Short problem A: Print the passage on the COMSOL seal simulation word for word, from "The comparisons between" up to and including "used in this study.".

Source:
((

COMSOL Multiphysics is used to solve the bidirectionally coupled physics equations. COMSOL uses Finite Element methods to discretize the elastostatic and the Reynolds equations to form the respective system of equations. The force term in the elastostatic system of equations is a function of the pressure flow field. In the case of the flow field system of equations, the stiffness matrix is a function of (deformation, pressure) and the load vector is a function of pressure. To solve the bidirectionally coupled system of equations, the fully coupled solver of COMSOL is used with the nonlinear Newton’s method. The MUMPS direct solver is used for solving the linear system of equations in the linearized step of the nonlinear Newton’s method [42]. In the fully coupled solver, the Reynolds equation is solved to obtain the pressure field inside the clearance, and the pressure field is applied as the boundary load on the inner surface of the sleeve. The elastostatics equations are then solved to determine the structural deformation on the sleeve. The change in the seal clearance height is fed back to the Reynolds equation to calculate the updated pressure. This procedure was performed back and forth until convergence was achieved for the final pressure distribution in the clearance as well as the final deformation of the seal.

When carrying out CFD/FEA simulations, as a general rule of thumb, the simulation results need to be validated either with analytical solutions or experimental data. At the time of writing this manuscript, no experimental data was available for the EHD seal design. Thus, we performed an analytical case study to compare its results with the simulation data so that we can prove the fidelity of our simulations. Analytical solutions are usually available for relatively simplified models, while the solutions of the coupled, highly nonlinear partial differential equations require the use of computer simulations. Therefore, we reduced the fully coupled Fluid–Solid-Interaction (FSI) problem to a one-way coupled FSI one. Further, although the one-dimensional Reynolds equation can conveniently be applied to the flow domain, the deformation of the seal is a 2D problem, and solving a 2D elastostatics problem analytically is quite challenging. Therefore, we only compared the theoretical and computational results of the flow domain to validate our simulation methodology. Next, we discuss the analytical modeling of the flow domain.

The sleeve was made from structural steel, and carbon dioxide was used as the working fluid. The density and the dynamic viscosity of carbon dioxide are both functions of pressure and temperature. For comparison purposes, the density of the carbon dioxide was modeled by using the ideal gas equation of state, which is given by

$$\rho =\frac{P}{RT}$$

(10)

where R is the gas constant and T is the working temperature which was considered constant in this study. The viscosity is normally a function of temperature and pressure, but for simplicity, the viscosity was considered to be constant for the analytical comparison. Integration of Equation (2), using the ideal gas equation for density and applying the boundary conditions, yields

$$P_{analytical}=\sqrt{P_0^2+\frac{\left(P_e^2-P_0^2\right)x}{L_{seal}}}$$

(11)

where the pressures are in terms of absolute pressure. The flowrate is given by

$$Q=\frac{\rho h^3}{12\mu }\frac{\mathrm{d}P}{\mathrm{d}x}$$

(12)

The comparisons between the analytical solutions and simulation data are presented in Figure 5 of the Results and Discussion section to validate the numerical technique used in this study.

))

Short problem B: Scale the listing from the line with "Now, the query is: foreground zebra" up to and including the line with "[405,223,418,245]". Rewrite every one of those lines, including the ones without coordinates, multiply each bounding-box coordinate by 1.05 and round it to a whole number with halves rounded up, and give only those lines.

(Image region labeling entries)
((

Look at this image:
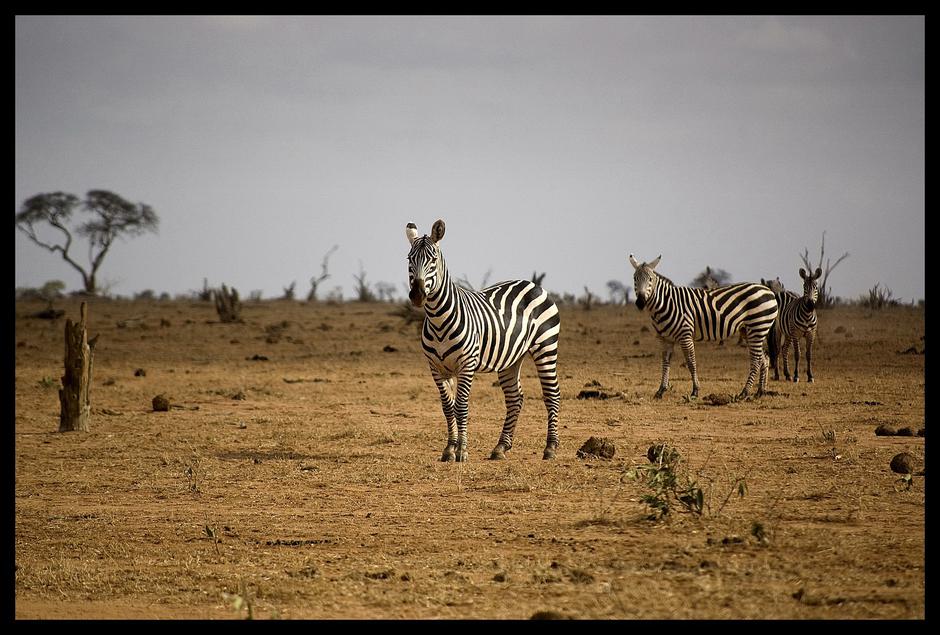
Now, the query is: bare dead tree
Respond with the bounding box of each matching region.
[800,231,849,309]
[690,266,731,289]
[353,261,375,302]
[212,284,242,322]
[375,282,395,302]
[282,280,297,300]
[578,285,597,311]
[307,245,339,302]
[59,302,98,432]
[607,280,631,304]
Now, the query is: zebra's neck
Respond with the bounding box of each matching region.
[424,256,460,325]
[650,274,676,308]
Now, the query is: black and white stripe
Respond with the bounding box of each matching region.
[770,267,822,382]
[405,220,561,461]
[630,254,777,399]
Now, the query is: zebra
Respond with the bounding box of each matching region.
[405,220,561,461]
[630,254,777,399]
[768,267,822,383]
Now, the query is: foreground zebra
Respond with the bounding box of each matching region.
[630,254,777,399]
[768,267,822,383]
[405,220,561,461]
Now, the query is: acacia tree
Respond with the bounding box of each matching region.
[16,190,159,294]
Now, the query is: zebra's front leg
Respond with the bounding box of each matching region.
[679,335,698,399]
[431,369,457,462]
[780,335,790,381]
[806,332,815,383]
[756,349,770,397]
[490,359,524,460]
[454,368,475,462]
[793,335,800,383]
[738,335,767,399]
[653,337,674,399]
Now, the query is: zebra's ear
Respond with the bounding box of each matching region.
[431,219,444,243]
[405,223,418,245]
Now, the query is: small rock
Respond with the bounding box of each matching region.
[153,395,170,412]
[577,437,617,459]
[891,452,914,474]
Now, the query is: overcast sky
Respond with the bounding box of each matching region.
[14,16,925,301]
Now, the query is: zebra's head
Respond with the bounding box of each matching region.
[800,267,822,309]
[405,220,444,307]
[760,276,784,295]
[630,254,662,310]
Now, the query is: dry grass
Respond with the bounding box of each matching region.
[15,301,925,619]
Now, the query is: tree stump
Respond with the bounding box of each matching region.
[213,284,242,322]
[59,302,98,432]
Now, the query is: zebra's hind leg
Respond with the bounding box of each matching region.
[653,337,675,399]
[806,331,816,383]
[532,344,561,460]
[793,335,800,383]
[431,369,457,462]
[679,335,698,399]
[490,359,524,460]
[454,366,476,463]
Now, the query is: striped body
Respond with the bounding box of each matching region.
[630,255,777,398]
[408,221,561,461]
[770,269,822,382]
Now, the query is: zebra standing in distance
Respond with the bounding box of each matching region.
[767,267,822,383]
[405,220,561,461]
[630,254,777,399]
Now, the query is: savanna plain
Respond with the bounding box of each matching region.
[14,298,926,620]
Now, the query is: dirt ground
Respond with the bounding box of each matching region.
[15,299,926,620]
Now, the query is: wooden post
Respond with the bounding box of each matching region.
[59,302,98,432]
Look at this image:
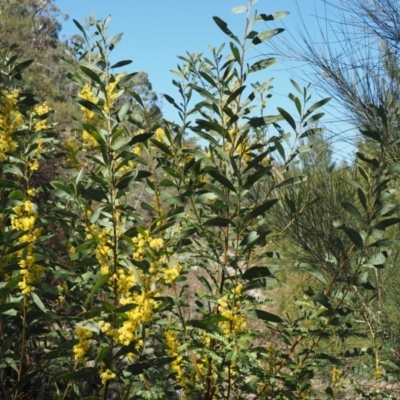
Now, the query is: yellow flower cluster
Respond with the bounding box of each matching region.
[0,90,23,162]
[11,200,43,295]
[99,279,157,348]
[133,231,164,261]
[73,326,92,363]
[217,296,247,336]
[103,74,125,114]
[100,369,116,385]
[164,330,186,387]
[79,84,99,148]
[154,128,166,143]
[85,224,112,275]
[164,263,182,285]
[332,366,343,389]
[224,127,252,164]
[33,102,51,132]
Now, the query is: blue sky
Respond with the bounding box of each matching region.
[56,0,352,162]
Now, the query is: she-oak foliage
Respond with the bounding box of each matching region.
[0,1,400,400]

))

Written answer A:
The comparisons between the analytical solutions and simulation data are presented in Figure 5 of the Results and Discussion section to validate the numerical technique used in this study.

Written answer B:
Now, the query is: foreground zebra
Respond with the bounding box of each matching region.
[662,267,816,419]
[806,280,863,402]
[425,231,589,484]
Now, the query is: acacia tree
Respond with the bounding box of each matching region.
[17,200,167,309]
Now, the query is: zebra's front leg
Respond with the bounding box of each matching region.
[713,352,733,419]
[453,387,480,485]
[819,352,830,400]
[846,349,856,402]
[794,366,809,417]
[515,377,550,483]
[477,386,499,485]
[833,352,840,402]
[775,352,805,419]
[686,354,708,419]
Now, the query is: zebra's ear
Respond with the bounding box of each matching region.
[453,230,466,255]
[425,234,439,257]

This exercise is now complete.